WORK TO COMPLETE: All entries need to be written out verbatim, with pictures omitted.

#### SUPPLIED DATA

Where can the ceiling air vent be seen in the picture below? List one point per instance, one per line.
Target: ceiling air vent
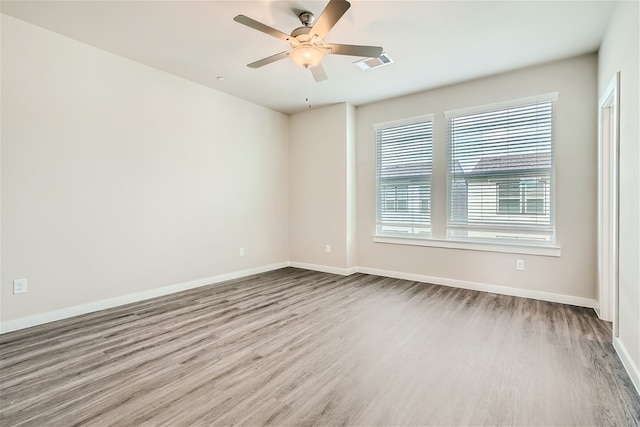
(369, 63)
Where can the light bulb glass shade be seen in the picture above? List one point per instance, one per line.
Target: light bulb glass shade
(307, 56)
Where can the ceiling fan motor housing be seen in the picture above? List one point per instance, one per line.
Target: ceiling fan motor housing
(306, 18)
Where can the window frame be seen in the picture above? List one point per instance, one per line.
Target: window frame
(418, 230)
(549, 188)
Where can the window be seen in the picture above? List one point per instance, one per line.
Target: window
(525, 197)
(500, 173)
(403, 175)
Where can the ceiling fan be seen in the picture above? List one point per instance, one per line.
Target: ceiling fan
(307, 42)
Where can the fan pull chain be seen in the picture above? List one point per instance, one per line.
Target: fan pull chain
(308, 87)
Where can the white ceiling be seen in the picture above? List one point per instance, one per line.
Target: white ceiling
(433, 43)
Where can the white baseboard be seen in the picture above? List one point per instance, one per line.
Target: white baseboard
(324, 268)
(475, 286)
(632, 369)
(52, 316)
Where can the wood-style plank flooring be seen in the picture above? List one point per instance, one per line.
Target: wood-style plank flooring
(294, 347)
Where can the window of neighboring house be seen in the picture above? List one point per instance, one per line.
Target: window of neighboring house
(403, 177)
(526, 197)
(500, 173)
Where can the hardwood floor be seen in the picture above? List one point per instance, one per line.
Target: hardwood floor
(294, 347)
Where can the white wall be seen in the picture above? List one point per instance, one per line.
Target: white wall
(119, 179)
(322, 188)
(619, 52)
(573, 274)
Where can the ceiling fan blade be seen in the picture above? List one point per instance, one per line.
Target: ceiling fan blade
(318, 73)
(261, 27)
(268, 60)
(354, 50)
(329, 16)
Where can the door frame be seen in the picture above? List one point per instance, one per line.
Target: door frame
(608, 200)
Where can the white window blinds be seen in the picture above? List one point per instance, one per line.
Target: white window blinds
(403, 172)
(500, 173)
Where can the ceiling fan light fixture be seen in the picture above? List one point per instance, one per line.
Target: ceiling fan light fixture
(307, 56)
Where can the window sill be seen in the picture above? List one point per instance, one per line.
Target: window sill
(552, 251)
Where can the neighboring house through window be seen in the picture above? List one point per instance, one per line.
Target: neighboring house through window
(500, 173)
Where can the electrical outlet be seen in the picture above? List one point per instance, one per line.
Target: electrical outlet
(20, 286)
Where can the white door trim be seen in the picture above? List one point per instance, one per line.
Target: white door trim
(608, 160)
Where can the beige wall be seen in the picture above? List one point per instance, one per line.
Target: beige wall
(619, 52)
(118, 178)
(571, 274)
(321, 188)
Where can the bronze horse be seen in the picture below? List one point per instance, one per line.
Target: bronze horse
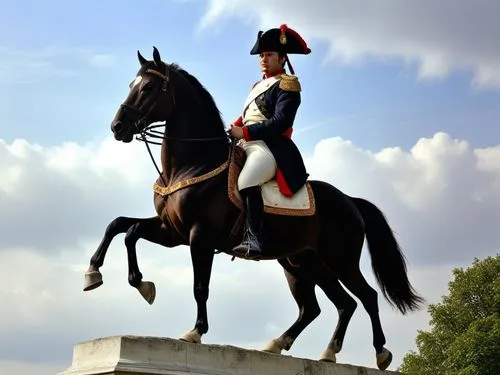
(321, 249)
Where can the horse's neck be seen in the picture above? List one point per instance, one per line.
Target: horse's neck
(182, 158)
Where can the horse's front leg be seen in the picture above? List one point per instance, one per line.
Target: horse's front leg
(202, 256)
(93, 277)
(152, 230)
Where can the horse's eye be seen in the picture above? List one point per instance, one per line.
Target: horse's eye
(147, 86)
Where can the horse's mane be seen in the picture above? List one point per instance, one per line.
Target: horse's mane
(207, 98)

########

TASK RESULT:
Where can the ceiling air vent be seen in the picture below? List one point per instance, one per line.
Target: ceiling air vent
(369, 63)
Where can the light bulb glass shade be seen in the picture above? List one point per instance, one per line.
Target: light bulb glass shade
(307, 56)
Where can the ceiling fan motor housing be seen in the picture above? List one point per instance, one per line.
Target: ceiling fan motor housing
(306, 18)
Where can the window frame be seen in the picture above? List one point per instance, one per line.
Target: window frame
(418, 230)
(549, 188)
Where can the window be seen in the picture above? List one point per instance, one per line.
Target: window
(525, 197)
(500, 173)
(403, 175)
Where can the ceiling fan be seen in the picture above? List one point per instance, one per line.
Target: ceiling fan
(307, 42)
Where can the fan pull chain be seen in the picture above? List one point per instance, one per line.
Target: fan pull chain
(308, 87)
Where can the white ceiling be seen in the picture above? List one point per instance, one per line.
Target: white ceiling
(433, 43)
Where can the white baseboard be seen in the picture above? List one point per instance, one per line.
Target: white baseboard
(324, 268)
(475, 286)
(632, 369)
(52, 316)
Where can the wood-style plank flooring be seen in the picture above? List one point per instance, one per line.
Target: wood-style plank flooring
(294, 347)
Where can the window of neighboring house be seen in the picture above? List one point per instance, one per line.
Target: window of neighboring house
(403, 177)
(526, 197)
(500, 173)
Where can the hardwood floor be seen in the picture above? List one point per instance, one per line.
Target: hardwood floor
(294, 347)
Where can the white wall be seen in the picture above? List one point per instance, one per line.
Target: white wall
(119, 179)
(322, 188)
(619, 52)
(573, 274)
Where can the ceiling fan blade be seen in the picture above? List one point per instance, one per line.
Target: ceiling fan blade
(318, 73)
(261, 27)
(268, 60)
(354, 50)
(329, 16)
Where can the door frame be seen in the picture above? List one point per instance, one per line.
Target: door frame
(608, 200)
Where can the white window blinds be seen in the picture above? List one point per instance, one per line.
Target: white window blinds
(403, 172)
(500, 173)
Where can the ceiling fan light fixture be seen in the picture above? List one point per instance, one per line.
Target: ceiling fan light fixture
(307, 56)
Where can the window sill be seen in the picture above? List one point per instance, one per line.
Target: window sill
(552, 251)
Where can the neighboring house through window be seen in the picture above? List one point per instance, one per line.
Target: neighboring house through window
(500, 173)
Where can the electrical outlet be seen in the picture above? List one point per instance, one per line.
Target: electrical outlet
(20, 286)
Where can the white door trim be seen in the picture above? List one point per instance, one per line.
Target: white door trim
(608, 160)
Where can the beige wall be seen in the picture above? List one point per instance, one per line.
Target: beige wall
(619, 52)
(118, 178)
(571, 274)
(321, 188)
Where can the bronze horse be seen in the picture below? List one point per instance, one per line.
Target: bronze horse
(321, 249)
Where can the horse's neck be seen in the picture above? List one point per instance, one per line.
Target: horse's neck
(182, 158)
Where can the horse's front leg be seen in the picture above? List one point per instance, one per line.
Target: horse's front leg
(202, 256)
(93, 277)
(152, 230)
Where can the horse's eye be seen in the picture above? List one point per instance, one per line.
Target: horse's eye
(147, 86)
Where can the horse's mane be seen in the picture above? List one point per instance, one per line.
Target: horse's mane
(207, 98)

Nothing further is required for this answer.